▶ _Your instructions_:
Find each line in the entries below that contains the word "forest", matching case exactly, and copy those lines.

▶ _Input_:

— Begin —

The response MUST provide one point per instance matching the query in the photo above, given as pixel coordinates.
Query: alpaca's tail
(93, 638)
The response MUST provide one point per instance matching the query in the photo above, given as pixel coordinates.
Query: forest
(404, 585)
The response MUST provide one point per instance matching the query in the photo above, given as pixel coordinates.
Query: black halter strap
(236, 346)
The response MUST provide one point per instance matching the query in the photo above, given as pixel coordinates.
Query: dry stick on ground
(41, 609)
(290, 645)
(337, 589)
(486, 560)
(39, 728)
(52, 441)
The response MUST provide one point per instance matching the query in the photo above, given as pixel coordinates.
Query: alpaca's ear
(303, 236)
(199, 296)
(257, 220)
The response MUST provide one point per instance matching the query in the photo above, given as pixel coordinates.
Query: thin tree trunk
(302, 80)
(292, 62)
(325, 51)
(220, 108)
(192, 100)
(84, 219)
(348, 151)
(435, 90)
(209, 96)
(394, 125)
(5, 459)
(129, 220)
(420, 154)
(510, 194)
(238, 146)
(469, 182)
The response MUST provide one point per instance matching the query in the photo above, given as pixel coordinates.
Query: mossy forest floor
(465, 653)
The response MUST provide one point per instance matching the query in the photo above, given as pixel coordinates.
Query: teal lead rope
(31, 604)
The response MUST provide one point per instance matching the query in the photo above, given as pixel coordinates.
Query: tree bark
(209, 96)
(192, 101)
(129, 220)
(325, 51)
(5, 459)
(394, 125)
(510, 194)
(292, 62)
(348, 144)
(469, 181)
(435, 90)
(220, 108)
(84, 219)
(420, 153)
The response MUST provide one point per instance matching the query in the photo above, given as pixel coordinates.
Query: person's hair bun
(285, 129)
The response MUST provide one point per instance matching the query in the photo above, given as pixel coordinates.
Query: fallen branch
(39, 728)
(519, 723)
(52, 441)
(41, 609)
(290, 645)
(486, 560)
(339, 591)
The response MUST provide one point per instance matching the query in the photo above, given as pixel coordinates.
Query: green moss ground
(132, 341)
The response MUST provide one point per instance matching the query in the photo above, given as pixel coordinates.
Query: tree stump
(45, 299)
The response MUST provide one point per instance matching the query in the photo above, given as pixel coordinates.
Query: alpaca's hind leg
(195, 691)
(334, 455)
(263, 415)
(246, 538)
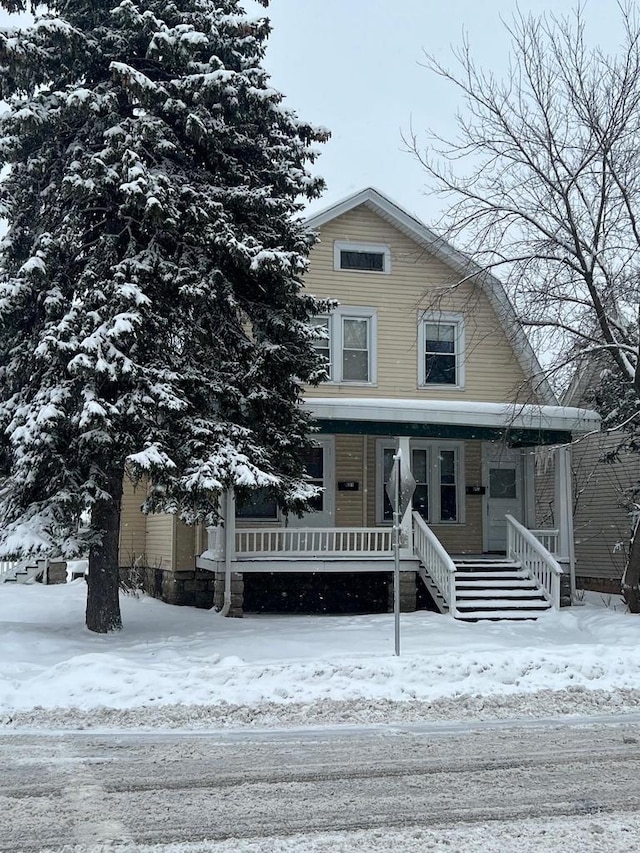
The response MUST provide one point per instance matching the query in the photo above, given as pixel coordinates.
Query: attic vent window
(362, 257)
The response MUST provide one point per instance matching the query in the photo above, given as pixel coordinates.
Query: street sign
(400, 489)
(401, 485)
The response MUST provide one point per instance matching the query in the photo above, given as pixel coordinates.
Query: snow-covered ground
(181, 667)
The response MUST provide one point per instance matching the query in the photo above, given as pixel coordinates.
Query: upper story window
(362, 257)
(348, 344)
(441, 350)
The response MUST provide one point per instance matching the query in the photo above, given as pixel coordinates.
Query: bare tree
(544, 180)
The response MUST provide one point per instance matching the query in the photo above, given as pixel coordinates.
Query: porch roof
(520, 424)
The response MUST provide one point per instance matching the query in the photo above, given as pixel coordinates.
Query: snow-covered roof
(512, 416)
(457, 261)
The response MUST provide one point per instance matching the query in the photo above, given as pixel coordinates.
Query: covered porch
(471, 533)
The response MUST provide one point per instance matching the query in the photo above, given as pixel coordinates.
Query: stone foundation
(408, 592)
(184, 587)
(607, 586)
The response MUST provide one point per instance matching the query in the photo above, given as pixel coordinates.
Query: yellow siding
(132, 523)
(417, 282)
(602, 527)
(160, 541)
(185, 547)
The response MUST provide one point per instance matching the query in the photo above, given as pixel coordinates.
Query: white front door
(320, 464)
(504, 494)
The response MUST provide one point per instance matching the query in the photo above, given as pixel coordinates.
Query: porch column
(229, 509)
(403, 444)
(563, 500)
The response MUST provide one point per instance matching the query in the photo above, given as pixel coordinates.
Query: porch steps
(496, 589)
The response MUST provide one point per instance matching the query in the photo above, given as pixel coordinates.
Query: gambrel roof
(456, 261)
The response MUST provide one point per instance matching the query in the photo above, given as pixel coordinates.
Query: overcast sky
(354, 66)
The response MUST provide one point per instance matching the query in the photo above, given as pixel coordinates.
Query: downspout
(229, 547)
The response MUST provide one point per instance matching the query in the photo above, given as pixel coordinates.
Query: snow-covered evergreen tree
(151, 313)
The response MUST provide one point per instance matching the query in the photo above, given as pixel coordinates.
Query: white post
(403, 443)
(563, 499)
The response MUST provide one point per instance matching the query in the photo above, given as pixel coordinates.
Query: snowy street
(304, 734)
(499, 786)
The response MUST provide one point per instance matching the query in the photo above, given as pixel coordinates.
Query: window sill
(441, 386)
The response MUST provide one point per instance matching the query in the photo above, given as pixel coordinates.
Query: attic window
(362, 257)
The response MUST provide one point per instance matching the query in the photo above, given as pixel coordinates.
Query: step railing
(548, 539)
(314, 541)
(8, 569)
(526, 548)
(434, 557)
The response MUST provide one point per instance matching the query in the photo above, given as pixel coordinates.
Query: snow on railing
(309, 541)
(434, 557)
(522, 545)
(548, 539)
(8, 569)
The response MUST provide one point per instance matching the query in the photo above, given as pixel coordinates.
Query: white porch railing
(524, 546)
(312, 541)
(8, 568)
(548, 539)
(439, 565)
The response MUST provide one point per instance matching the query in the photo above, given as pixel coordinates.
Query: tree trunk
(103, 601)
(631, 577)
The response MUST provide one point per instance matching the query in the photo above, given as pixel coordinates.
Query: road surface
(95, 791)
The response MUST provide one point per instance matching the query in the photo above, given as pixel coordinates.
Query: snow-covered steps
(496, 589)
(20, 573)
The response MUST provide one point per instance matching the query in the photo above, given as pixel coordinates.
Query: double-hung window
(441, 350)
(438, 471)
(347, 343)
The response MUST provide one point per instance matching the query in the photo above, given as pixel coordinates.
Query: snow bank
(184, 667)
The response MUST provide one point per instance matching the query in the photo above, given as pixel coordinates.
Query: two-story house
(425, 357)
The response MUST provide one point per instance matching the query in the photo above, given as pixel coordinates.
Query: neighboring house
(426, 357)
(602, 503)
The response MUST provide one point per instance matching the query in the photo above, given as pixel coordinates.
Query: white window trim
(434, 446)
(335, 326)
(377, 248)
(456, 320)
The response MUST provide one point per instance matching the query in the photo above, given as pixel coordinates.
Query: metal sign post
(400, 489)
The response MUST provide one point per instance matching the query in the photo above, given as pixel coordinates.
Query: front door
(320, 466)
(503, 484)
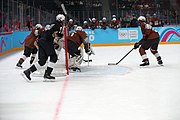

— End —

▶ _Task output_:
Query: forest
Query: mossy forest floor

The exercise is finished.